# Start of Listing

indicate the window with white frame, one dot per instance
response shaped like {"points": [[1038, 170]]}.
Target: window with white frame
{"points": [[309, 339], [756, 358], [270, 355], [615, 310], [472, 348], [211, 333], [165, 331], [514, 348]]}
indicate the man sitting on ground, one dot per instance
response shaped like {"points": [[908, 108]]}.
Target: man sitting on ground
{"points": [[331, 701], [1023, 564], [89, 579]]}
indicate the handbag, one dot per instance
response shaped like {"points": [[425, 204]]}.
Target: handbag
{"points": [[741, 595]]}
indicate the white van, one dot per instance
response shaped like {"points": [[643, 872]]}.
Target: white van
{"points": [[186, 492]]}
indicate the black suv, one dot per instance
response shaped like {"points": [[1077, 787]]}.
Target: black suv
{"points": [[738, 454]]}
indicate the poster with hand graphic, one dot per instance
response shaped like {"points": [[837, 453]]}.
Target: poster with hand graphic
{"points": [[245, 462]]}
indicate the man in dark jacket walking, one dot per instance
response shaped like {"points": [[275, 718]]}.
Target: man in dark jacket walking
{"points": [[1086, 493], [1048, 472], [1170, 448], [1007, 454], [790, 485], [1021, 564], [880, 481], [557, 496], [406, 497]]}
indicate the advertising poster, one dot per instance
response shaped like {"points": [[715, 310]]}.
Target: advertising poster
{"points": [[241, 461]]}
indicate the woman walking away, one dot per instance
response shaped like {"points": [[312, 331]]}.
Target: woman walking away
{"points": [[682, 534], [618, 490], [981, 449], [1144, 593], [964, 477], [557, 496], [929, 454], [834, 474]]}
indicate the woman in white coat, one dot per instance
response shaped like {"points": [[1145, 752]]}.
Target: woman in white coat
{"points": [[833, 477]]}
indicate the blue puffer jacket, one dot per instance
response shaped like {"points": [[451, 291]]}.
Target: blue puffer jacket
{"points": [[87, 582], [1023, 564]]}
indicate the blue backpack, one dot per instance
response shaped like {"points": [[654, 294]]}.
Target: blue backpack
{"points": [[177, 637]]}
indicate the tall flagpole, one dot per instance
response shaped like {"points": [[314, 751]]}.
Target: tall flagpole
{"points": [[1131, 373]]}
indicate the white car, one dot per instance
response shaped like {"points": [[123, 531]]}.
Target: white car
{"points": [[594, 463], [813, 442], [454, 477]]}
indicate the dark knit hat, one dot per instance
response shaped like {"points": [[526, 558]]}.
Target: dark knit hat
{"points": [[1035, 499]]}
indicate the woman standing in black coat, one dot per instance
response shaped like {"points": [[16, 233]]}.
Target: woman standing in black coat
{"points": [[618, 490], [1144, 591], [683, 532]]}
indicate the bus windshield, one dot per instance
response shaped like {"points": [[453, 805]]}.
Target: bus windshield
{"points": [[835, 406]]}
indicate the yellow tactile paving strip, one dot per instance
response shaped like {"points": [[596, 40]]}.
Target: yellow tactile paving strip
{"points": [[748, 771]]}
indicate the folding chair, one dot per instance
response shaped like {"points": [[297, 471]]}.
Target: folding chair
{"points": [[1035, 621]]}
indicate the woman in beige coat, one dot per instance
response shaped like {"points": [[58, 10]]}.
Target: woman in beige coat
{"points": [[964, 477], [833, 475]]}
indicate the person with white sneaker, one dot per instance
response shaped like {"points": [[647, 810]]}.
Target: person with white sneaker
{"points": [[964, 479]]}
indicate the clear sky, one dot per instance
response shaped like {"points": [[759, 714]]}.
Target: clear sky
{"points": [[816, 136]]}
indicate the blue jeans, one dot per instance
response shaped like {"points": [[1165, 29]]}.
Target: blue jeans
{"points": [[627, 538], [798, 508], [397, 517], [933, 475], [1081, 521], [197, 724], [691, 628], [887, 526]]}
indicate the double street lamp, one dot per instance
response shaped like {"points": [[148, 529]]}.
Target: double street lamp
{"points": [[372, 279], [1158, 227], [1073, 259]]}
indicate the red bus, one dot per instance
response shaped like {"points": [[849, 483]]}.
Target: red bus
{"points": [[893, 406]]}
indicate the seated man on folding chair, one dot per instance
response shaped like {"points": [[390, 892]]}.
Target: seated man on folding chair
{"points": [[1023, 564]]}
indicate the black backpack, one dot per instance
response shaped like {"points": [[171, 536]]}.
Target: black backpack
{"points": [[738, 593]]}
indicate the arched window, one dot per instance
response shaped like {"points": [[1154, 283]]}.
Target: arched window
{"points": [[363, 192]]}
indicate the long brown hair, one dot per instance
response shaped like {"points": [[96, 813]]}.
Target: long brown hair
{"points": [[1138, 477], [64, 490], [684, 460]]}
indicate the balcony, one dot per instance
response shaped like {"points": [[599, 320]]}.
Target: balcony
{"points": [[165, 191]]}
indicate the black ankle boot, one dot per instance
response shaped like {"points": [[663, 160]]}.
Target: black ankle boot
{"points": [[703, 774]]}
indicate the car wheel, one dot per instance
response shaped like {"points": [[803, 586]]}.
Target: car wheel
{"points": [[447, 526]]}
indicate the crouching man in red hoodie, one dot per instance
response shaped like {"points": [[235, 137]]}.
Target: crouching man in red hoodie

# End of Listing

Above are the records; retype them all without a single difference.

indicate the window with white frame, one dot per instance
response shaped like {"points": [[1038, 170]]}.
Target: window with white frame
{"points": [[309, 339], [756, 358], [270, 355], [615, 310], [472, 348], [211, 333], [165, 331], [514, 348]]}
indicate the man sitting on ground, one dot per instance
response shaped like {"points": [[908, 108]]}.
Target: man sitting on ground
{"points": [[331, 701], [1023, 564], [89, 579]]}
indicate the handbag, one dot per instance
response shaped like {"points": [[425, 204]]}.
Target: handbag
{"points": [[741, 595]]}
indicate the white van, one dot per instance
response shaped like {"points": [[643, 872]]}.
Target: white van
{"points": [[186, 492]]}
indicate the black suv, one dot per instance
response shaped like {"points": [[1077, 787]]}.
Target: black suv
{"points": [[738, 454]]}
indicate the poster with hand graphic, one dot per instance
response shaped like {"points": [[837, 453]]}.
Target: poster with hand graphic
{"points": [[245, 462]]}
indicate the man in dark jacket walking, one dot per instance
response shaped like {"points": [[275, 718]]}.
Target: man in dark jacket walking
{"points": [[1086, 493], [1048, 472], [1170, 448], [1007, 454], [790, 485], [1021, 564], [880, 481], [557, 496], [406, 497]]}
indicate the advertising poster, one dot per instance
response shaped like {"points": [[715, 310]]}.
Target: advertising poster
{"points": [[241, 461]]}
indicate the woman walking away, one dot per instance
response shaped like {"points": [[312, 331]]}.
Target: woman walking away
{"points": [[682, 534], [618, 490], [981, 449], [1144, 593], [964, 477], [557, 496], [929, 454], [834, 474]]}
indicate the woman in white coat, one dot per instance
response shaped like {"points": [[1145, 752]]}.
Target: woman in white coat
{"points": [[833, 477]]}
indicate the blue puffer jacket, one dot per instance
response shaped like {"points": [[451, 291]]}.
Target: blue puffer jacket
{"points": [[87, 582], [1023, 564]]}
indicate the blue backpack, one dot per instance
response shaped like {"points": [[654, 294]]}.
Target: blue backpack
{"points": [[177, 637]]}
indicate the tall flagpole, one dot per instance
response shaped like {"points": [[314, 751]]}.
Target: tall flagpole
{"points": [[1131, 373]]}
indicate the white car, one dot per instance
response shaped like {"points": [[123, 531]]}.
Target: white car
{"points": [[594, 463], [813, 442], [454, 477]]}
indicate the dark knit hat, one dot per instance
response shaped like {"points": [[526, 558]]}.
Target: dark knit hat
{"points": [[1035, 499]]}
indicate the woman standing in black coat, one dot per instance
response shaped like {"points": [[16, 233]]}.
Target: woman standing in black coat
{"points": [[618, 490], [1144, 591], [683, 532]]}
indicate the bus windshield, one dot per instance
response shaped like {"points": [[453, 805]]}.
Target: bus windshield
{"points": [[835, 406]]}
indicate the yellow tactile paving strip, one dot per instance
response shaped like {"points": [[596, 40]]}.
Target: yellow tactile paving strip
{"points": [[748, 771]]}
indicate the folding chair, one dot per instance
response shaped like {"points": [[297, 471]]}.
Target: folding chair
{"points": [[1035, 621]]}
indicate the woman in beige coat, one dot per instance
response shaped like {"points": [[58, 10]]}.
Target: woman in beige coat
{"points": [[964, 477], [833, 475]]}
indicate the person with white sneaker, one dot per instance
response shaped like {"points": [[647, 810]]}.
Target: person with white sneaker
{"points": [[964, 479]]}
indicate the clear sky, one dot per instance
response shaped like {"points": [[759, 714]]}.
Target: clear sky
{"points": [[816, 136]]}
indicate the blue jeans, one dot per instance
response shaped like {"points": [[1165, 29]]}.
Target: blue jeans
{"points": [[627, 538], [798, 508], [397, 517], [933, 475], [1081, 521], [197, 724], [691, 628], [887, 526]]}
indicate the double street lamp, one dot per instance
response shaped like {"points": [[148, 529]]}.
Target: double street lamp
{"points": [[372, 279], [1158, 227], [1073, 259]]}
indicate the red bus, one dot per instance
response shaped like {"points": [[849, 483]]}.
Target: red bus
{"points": [[893, 406]]}
indicate the seated man on folding chair, one dot per instance
response shaped like {"points": [[390, 892]]}.
Target: seated man on folding chair
{"points": [[1023, 564]]}
indicate the black backpack, one dot per instance
response shaped like {"points": [[171, 536]]}.
Target: black backpack
{"points": [[738, 593]]}
indicate the arched window, one dot per instance
response shaped like {"points": [[1154, 283]]}.
Target: arched window
{"points": [[363, 192]]}
indicate the long brown hair, one dot per instance
response shaped like {"points": [[96, 813]]}.
Target: long brown hair
{"points": [[1138, 477], [64, 490], [684, 460]]}
indicate the balcony, one dot per instance
response shaped like {"points": [[599, 320]]}.
Target: balcony
{"points": [[165, 191]]}
indicate the black ankle boot, one dot per instance
response shaped like {"points": [[663, 160]]}.
Target: black ankle boot
{"points": [[703, 774]]}
indicate the car wheel, one dot per instance
response shaped like {"points": [[803, 586]]}.
Target: car wheel
{"points": [[447, 526]]}
indicate the crouching man in red hoodie, one dot per instance
response shaped like {"points": [[235, 137]]}.
Target: crouching man in red hoodie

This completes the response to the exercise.